Apply what you read:
1 – For the article on UK audit reform below, state whether each statement agrees with it: (a) The reforms would make boards, rather than individual directors, responsible for the accuracy of financial statements. (b) The recommendations include rules similar to the US Sarbanes-Oxley regulations. (c) The term "public interest entity" is currently mostly limited to listed companies. Answer each with yes or no and quote the deciding words.
2 – Render this sentence from the article on UK audit reform below into French: "There will also be new powers for the regulator to set and enforce standards for FTSE 350 companies’ audit committees."
3 – Pick up the article on UK audit reform below after its last sentence and carry it on.

Document passage:

Directors will be held personally responsible for the accuracy of their company’s financial statements — with fines and bans for major failures — as part of far-reaching proposals to overhaul UK corporate governance and audit oversight.
Kwasi Kwarteng, the new business secretary, will publish long-delayed reforms in a white paper as early as next week. They will include significant changes to the audit industry in the wake of accounting scandals at companies such as Carillion and Patisserie Valerie.
The 200-plus pages of recommendations set to be issued by Beis, the UK business department, will include the introduction of rules similar to the US Sarbanes-Oxley regulations introduced in response to the fall of Enron, according to officials and industry executives.
The changes will make directors — rather than boards — personally responsible for the accuracy of company financial statements through the sign-off of internal controls and risk management. Directors will face fines or temporary bans if they are found to have breached their duties to uphold corporate reporting and audit standards.
There will also be new powers for the regulator to set and enforce standards for FTSE 350 companies’ audit committees.
New rules to report environmental and social obligations — such as climate risk — are expected to be introduced via legislation, according to multiple industry executives.
Ministers will also consult on whether to extend the definition of a “public interest entity” — currently mostly limited to listed companies — to include large private groups, charities and universities. This could extend the remit of the audit regulator to cover thousands of additional companies.
The proposed rules might mean a higher cost of compliance, however, and will raise questions about the extra burden on British companies as they emerge from the pandemic.
“These are big costs for British businesses,” said one UK-based audit chief. “The government needs to make sure that there are not so many constraints that it will be too expensive to do business here.”
Ministers are also searching for ways to cut red tape, and attract fast-growth tech-based companies to London through a separate review of the UK listings regime, which could clash with the push for more stringent and costly corporate governance.

Supplied material:

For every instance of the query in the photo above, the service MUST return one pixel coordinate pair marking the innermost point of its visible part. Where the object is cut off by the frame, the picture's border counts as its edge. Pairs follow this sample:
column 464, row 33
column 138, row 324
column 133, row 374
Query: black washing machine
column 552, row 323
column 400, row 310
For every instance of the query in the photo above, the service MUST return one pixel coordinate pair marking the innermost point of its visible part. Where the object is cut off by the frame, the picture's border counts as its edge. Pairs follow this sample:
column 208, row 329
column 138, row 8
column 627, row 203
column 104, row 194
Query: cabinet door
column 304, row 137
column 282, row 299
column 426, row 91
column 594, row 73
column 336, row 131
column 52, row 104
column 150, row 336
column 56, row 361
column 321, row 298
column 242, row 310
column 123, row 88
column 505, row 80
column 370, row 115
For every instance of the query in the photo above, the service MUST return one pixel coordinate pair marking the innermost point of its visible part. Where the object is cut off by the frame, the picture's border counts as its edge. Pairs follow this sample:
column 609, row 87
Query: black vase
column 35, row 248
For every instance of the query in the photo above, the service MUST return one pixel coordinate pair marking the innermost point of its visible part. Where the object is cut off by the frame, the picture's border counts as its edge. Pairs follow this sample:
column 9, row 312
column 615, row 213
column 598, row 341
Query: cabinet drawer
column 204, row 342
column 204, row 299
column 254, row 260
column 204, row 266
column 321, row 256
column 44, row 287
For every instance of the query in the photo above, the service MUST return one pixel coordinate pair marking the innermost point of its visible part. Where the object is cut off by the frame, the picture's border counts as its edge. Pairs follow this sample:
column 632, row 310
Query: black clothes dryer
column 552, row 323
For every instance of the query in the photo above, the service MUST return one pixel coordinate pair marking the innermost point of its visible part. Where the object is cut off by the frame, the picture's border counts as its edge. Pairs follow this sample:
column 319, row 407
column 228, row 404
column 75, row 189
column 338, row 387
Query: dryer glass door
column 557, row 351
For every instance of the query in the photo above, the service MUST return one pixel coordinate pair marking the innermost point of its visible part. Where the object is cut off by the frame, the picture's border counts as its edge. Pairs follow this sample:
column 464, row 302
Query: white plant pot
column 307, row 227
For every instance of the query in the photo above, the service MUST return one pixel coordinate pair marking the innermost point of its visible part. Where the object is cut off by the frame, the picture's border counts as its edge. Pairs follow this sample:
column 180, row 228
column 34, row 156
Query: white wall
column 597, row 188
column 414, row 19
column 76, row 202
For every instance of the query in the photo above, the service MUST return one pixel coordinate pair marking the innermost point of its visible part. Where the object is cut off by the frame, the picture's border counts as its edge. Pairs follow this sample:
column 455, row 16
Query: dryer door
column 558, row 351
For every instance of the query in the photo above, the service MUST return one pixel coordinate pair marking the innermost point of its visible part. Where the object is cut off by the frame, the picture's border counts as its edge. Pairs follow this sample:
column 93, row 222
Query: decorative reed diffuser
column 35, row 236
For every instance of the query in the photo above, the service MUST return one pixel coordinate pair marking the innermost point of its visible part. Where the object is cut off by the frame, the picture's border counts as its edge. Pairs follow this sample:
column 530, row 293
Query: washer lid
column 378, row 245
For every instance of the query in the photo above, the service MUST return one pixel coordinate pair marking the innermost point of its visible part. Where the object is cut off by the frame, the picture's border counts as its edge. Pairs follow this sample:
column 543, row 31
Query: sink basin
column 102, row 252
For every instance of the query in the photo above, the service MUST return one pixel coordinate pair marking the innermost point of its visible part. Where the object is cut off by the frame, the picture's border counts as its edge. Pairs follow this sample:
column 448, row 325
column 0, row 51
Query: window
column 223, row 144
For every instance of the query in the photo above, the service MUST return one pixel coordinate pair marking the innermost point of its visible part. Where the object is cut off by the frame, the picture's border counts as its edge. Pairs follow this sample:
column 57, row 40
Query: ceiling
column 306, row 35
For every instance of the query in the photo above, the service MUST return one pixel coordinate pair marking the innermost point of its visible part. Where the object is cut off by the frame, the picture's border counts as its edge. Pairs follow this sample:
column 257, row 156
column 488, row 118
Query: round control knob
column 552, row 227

Results for the exercise:
1 –
(a) No: "make directors — rather than boards — personally responsible for the accuracy of company financial statements"
(b) Yes: "the introduction of rules similar to the US Sarbanes-Oxley regulations"
(c) Yes: "currently mostly limited to listed companies"

2 – Le régulateur disposera également de nouveaux pouvoirs pour fixer et faire appliquer des normes applicables aux comités d'audit des entreprises du FTSE 350.

3 –
Next week’s white paper policy document will accept most of the main recommendations of the three independent reviews that have been carried out over the past four years into the sector.
These raised concerns about the quality and effectiveness of audits, and recommended a series of radical reforms of the profession, which is dominated by the “Big Four” firms EY, KPMG, Deloitte and PwC.
The government has backed the operational separation of the audit and advisory work of the Big Four, overseen by a stronger independent regulator, to end accusations of conflicts of interest.
However, a proposal by the Competition and Markets Authority in its 2019 report that UK-listed companies should be required to use two firms to do a “joint audit” of accounts — including one from outside the Big Four — is likely to be dropped, according to people familiar with the situation.
Instead Beis is expected to push for a more limited plan for a “managed shared audit” for all FTSE 350 companies. That will allow smaller “challenger” firms to audit a “meaningful proportion” of a company’s business — such as its subsidiaries.
A key recommendation from the 2018 report into audit regulation by John Kingman — for a new regulator called the Audit, Reporting and Governance Authority to oversee the industry — is already being worked on. This will have greater powers to investigate and sanction auditors, but will also now have scope to pursue company directors.
The white paper is expected to have a 16-week consultation period — much longer than normal — given the extent of the reforms, with more than 100 recommendations, according to people familiar with the situation.
“It’s an enormous document and probably one of the most robust I’ve ever read,” said one Whitehall figure.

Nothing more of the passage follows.